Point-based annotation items
※

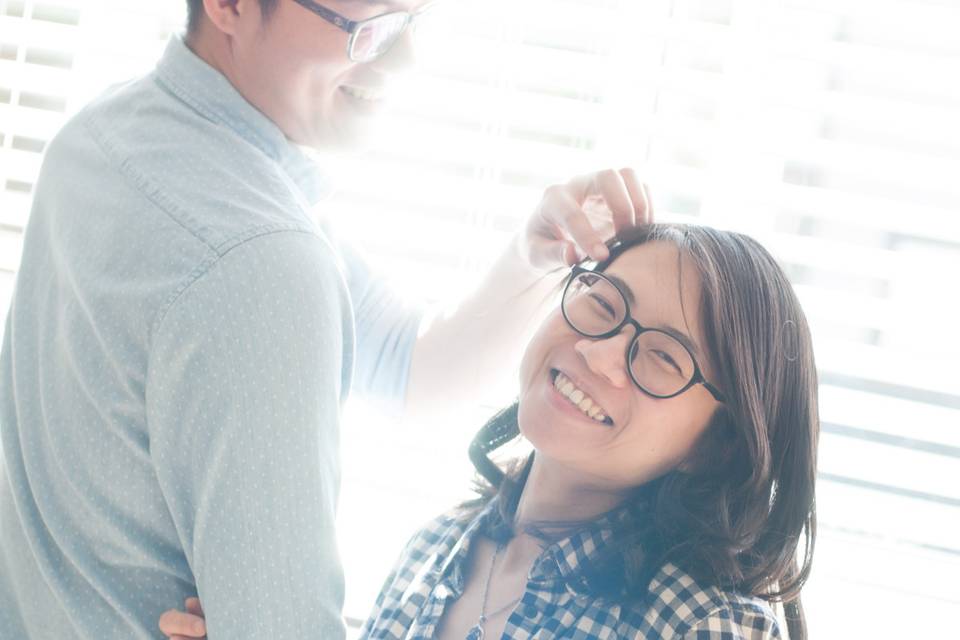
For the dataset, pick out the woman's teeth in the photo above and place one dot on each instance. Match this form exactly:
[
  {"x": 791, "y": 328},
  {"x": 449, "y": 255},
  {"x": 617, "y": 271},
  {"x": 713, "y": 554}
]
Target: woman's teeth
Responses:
[
  {"x": 362, "y": 94},
  {"x": 579, "y": 399}
]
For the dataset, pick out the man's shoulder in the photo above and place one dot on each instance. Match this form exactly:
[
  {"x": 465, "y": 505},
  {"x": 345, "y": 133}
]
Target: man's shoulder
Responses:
[{"x": 197, "y": 173}]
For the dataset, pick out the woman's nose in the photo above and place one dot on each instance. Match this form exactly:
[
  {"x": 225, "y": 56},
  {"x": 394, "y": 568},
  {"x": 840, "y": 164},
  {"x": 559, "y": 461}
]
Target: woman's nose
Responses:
[{"x": 607, "y": 357}]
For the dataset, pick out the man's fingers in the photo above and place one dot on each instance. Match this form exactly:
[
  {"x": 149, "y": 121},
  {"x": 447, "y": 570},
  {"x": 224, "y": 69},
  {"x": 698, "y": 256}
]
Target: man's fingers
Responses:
[
  {"x": 625, "y": 210},
  {"x": 173, "y": 623},
  {"x": 646, "y": 192},
  {"x": 193, "y": 606},
  {"x": 638, "y": 195},
  {"x": 564, "y": 210}
]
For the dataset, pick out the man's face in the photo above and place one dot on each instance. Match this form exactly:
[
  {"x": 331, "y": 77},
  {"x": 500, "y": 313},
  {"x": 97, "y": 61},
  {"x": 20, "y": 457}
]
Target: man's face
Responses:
[{"x": 293, "y": 66}]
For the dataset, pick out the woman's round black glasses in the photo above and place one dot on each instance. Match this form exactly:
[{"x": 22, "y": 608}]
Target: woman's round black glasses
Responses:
[
  {"x": 370, "y": 38},
  {"x": 658, "y": 362}
]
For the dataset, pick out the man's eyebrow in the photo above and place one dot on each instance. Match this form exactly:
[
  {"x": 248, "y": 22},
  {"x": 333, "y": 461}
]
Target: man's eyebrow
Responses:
[{"x": 681, "y": 337}]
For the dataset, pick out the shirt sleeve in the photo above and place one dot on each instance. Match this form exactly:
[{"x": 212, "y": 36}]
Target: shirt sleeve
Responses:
[
  {"x": 243, "y": 404},
  {"x": 735, "y": 623},
  {"x": 386, "y": 326}
]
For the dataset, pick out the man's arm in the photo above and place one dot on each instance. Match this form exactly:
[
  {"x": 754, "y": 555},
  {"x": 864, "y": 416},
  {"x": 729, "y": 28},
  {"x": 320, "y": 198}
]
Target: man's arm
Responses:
[
  {"x": 243, "y": 404},
  {"x": 477, "y": 346}
]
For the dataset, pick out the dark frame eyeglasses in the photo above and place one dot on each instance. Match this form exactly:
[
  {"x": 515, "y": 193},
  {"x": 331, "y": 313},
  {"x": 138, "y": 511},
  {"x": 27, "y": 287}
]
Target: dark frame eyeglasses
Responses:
[
  {"x": 394, "y": 22},
  {"x": 696, "y": 376}
]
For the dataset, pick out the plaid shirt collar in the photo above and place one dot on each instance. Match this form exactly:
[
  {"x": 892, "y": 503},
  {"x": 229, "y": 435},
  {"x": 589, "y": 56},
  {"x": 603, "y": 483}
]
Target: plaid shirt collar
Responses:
[{"x": 565, "y": 558}]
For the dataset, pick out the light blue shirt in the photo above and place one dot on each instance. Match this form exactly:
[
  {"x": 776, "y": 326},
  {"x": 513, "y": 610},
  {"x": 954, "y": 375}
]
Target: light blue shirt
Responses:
[{"x": 180, "y": 341}]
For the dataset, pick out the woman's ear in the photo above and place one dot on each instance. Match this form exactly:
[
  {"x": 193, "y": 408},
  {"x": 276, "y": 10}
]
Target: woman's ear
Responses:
[{"x": 225, "y": 14}]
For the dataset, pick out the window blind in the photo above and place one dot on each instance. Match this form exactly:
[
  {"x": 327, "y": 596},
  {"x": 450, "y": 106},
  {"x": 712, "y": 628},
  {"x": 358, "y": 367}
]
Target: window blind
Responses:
[{"x": 824, "y": 129}]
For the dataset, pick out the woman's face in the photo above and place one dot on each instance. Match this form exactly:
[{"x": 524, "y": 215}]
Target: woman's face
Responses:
[{"x": 646, "y": 437}]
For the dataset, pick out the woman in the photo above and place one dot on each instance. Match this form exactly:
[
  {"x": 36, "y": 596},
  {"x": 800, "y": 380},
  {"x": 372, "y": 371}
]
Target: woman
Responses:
[{"x": 671, "y": 405}]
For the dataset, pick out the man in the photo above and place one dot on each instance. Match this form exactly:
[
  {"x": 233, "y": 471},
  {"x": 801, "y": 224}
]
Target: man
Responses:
[{"x": 182, "y": 333}]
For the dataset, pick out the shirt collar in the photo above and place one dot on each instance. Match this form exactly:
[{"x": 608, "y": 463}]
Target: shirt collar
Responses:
[
  {"x": 209, "y": 93},
  {"x": 569, "y": 559}
]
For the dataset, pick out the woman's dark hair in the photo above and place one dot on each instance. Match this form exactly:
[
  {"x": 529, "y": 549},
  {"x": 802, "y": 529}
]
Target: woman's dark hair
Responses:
[
  {"x": 735, "y": 518},
  {"x": 195, "y": 10}
]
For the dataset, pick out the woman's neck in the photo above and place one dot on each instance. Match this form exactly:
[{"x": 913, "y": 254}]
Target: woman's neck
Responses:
[{"x": 554, "y": 493}]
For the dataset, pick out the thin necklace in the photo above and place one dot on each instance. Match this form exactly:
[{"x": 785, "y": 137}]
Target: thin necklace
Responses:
[{"x": 476, "y": 633}]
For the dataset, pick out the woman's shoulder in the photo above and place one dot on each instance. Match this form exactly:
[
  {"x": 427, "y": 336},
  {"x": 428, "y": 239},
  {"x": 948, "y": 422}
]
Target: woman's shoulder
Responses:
[{"x": 681, "y": 607}]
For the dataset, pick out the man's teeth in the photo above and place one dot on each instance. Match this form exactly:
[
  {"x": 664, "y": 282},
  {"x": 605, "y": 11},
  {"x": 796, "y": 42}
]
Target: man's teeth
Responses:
[
  {"x": 362, "y": 94},
  {"x": 579, "y": 399}
]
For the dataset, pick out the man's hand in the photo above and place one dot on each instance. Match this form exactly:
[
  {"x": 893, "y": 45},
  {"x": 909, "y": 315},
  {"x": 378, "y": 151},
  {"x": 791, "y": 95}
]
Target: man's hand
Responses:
[
  {"x": 573, "y": 220},
  {"x": 181, "y": 625}
]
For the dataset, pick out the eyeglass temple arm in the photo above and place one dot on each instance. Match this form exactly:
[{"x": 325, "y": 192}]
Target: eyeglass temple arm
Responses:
[{"x": 330, "y": 16}]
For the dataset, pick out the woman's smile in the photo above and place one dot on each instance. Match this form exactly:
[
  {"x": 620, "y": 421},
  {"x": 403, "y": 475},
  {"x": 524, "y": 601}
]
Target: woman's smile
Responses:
[{"x": 572, "y": 399}]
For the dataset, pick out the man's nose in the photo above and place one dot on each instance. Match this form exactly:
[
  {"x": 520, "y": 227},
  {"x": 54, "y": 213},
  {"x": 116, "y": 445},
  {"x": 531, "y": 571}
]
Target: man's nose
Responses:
[{"x": 608, "y": 357}]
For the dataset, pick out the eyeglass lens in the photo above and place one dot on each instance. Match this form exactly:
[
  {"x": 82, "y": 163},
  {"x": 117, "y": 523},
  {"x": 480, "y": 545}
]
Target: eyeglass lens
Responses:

※

* **Task details**
Can you copy the items from the line with "For the dataset, pick out the man's nose" through the end of the items, replacing "eyeglass lens" with "spectacle lens" and leaving everything else unchanged?

* **Output**
For the dataset, pick out the man's nose in the photo above and place one dot on each instance. Match this form exactly:
[
  {"x": 520, "y": 227},
  {"x": 54, "y": 213},
  {"x": 116, "y": 445},
  {"x": 531, "y": 571}
]
Target: man's nose
Responses:
[{"x": 608, "y": 357}]
For the dataset, pick out the spectacle lens in the photo above and place one dot on each instance. Match this form exactly:
[
  {"x": 82, "y": 163},
  {"x": 117, "y": 523},
  {"x": 480, "y": 545}
]
Target: spectacle lens
Responses:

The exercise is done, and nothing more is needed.